## ASSIGNED TASK
Reproduce the upgrade notes below in full, word for word.
BEGIN PASSAGE PROVIDED
Local admin-disable behavior is unchanged: it still runs before the preserved check on the broker side and is not an input to the chain-side snapshot. Chain-visible hardware withdrawal still goes through MsgSubmitHardwareDiff and only takes effect at the next ActiveParticipants generation.

New governance model: Kimi K2.6 (moonshotai/Kimi-K2.6)

The upgrade introduces moonshotai/Kimi-K2.6 as a second governance-approved model, exercising the new multi-model PoC infrastructure end to end. The migration registers both the governance Model entry (HF repo, commit, tool/reasoning parsers, VRAM and throughput hints) and the corresponding PoCModelConfig (seq_len=1024, scaled weight coefficient relative to the base model, validation threshold 0.92). The penalty for not choosing a participation mode (DIRECT / DELEGATE / REFUSE / INTENT) starts at the effective epoch + 2, giving Hosts a grace period to decide.

Certik audit fixes

The Certik audit produced a number of findings across the chain, bridge, BLS, and inference modules. This upgrade addresses the full set of findings flagged for v0.2.12: GEB-44, GEB-45, GEB-46 (ETH/WGNK address collision), GEB-51, GEB-54, GOC-15, plus a second batch of bridge and BLS findings. No known findings from the audit remain unaddressed.

Removals and cleanups

  • The unused TopMiner reward logic is removed, and the upgrade handler clears the TopMiners collection during migration with no financial impact.
  • The in-chain training placeholder is removed. The feature was never used and carried security risks, so training is moving to an off-chain architecture similar to devshards.
  • Developers no longer need to register as a Participant to run inference, as an account with a public key on chain is now sufficient.
END PASSAGE PROVIDED
BEGIN RECORDED INFORMATION
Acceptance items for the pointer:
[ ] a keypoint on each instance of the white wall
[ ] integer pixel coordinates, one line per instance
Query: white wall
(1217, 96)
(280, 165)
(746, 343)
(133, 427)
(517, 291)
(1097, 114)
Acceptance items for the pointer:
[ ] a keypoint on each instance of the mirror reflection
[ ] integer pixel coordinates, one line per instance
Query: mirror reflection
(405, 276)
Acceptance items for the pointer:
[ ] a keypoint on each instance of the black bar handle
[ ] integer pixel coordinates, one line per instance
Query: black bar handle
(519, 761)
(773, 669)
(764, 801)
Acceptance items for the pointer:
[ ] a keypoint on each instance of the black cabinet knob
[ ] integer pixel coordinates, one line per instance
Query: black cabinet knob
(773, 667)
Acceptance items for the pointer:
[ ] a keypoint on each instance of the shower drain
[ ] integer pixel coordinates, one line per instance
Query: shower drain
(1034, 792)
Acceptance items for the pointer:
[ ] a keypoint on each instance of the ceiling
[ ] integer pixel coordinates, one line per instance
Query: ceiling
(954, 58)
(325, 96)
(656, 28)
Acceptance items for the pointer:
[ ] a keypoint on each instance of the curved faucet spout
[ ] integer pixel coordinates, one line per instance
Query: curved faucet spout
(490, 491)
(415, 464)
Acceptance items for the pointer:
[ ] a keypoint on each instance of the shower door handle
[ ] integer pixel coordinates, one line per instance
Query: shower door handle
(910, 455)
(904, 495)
END RECORDED INFORMATION
## RESPONSE TO THE EXERCISE
Local admin-disable behavior is unchanged: it still runs before the preserved check on the broker side and is not an input to the chain-side snapshot. Chain-visible hardware withdrawal still goes through MsgSubmitHardwareDiff and only takes effect at the next ActiveParticipants generation.

New governance model: Kimi K2.6 (moonshotai/Kimi-K2.6)

The upgrade introduces moonshotai/Kimi-K2.6 as a second governance-approved model, exercising the new multi-model PoC infrastructure end to end. The migration registers both the governance Model entry (HF repo, commit, tool/reasoning parsers, VRAM and throughput hints) and the corresponding PoCModelConfig (seq_len=1024, scaled weight coefficient relative to the base model, validation threshold 0.92). The penalty for not choosing a participation mode (DIRECT / DELEGATE / REFUSE / INTENT) starts at the effective epoch + 2, giving Hosts a grace period to decide.

Certik audit fixes

The Certik audit produced a number of findings across the chain, bridge, BLS, and inference modules. This upgrade addresses the full set of findings flagged for v0.2.12: GEB-44, GEB-45, GEB-46 (ETH/WGNK address collision), GEB-51, GEB-54, GOC-15, plus a second batch of bridge and BLS findings. No known findings from the audit remain unaddressed.

Removals and cleanups

  • The unused TopMiner reward logic is removed, and the upgrade handler clears the TopMiners collection during migration with no financial impact.
  • The in-chain training placeholder is removed. The feature was never used and carried security risks, so training is moving to an off-chain architecture similar to devshards.
  • Developers no longer need to register as a Participant to run inference, as an account with a public key on chain is now sufficient.